**Record set**
-- Opening Marker --

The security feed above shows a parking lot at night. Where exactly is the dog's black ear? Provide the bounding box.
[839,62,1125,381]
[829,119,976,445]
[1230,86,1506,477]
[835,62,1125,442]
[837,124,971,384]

-- Closing Marker --

**Your assignment**
The answer must consist of every entry, set down exactly as given.

**Result of the task**
The security feed above shows a parking lot at night. Where exactly is the dog's black ear? Provide the bounding box.
[839,62,1125,381]
[829,119,976,445]
[1230,86,1506,477]
[835,62,1125,442]
[837,124,971,384]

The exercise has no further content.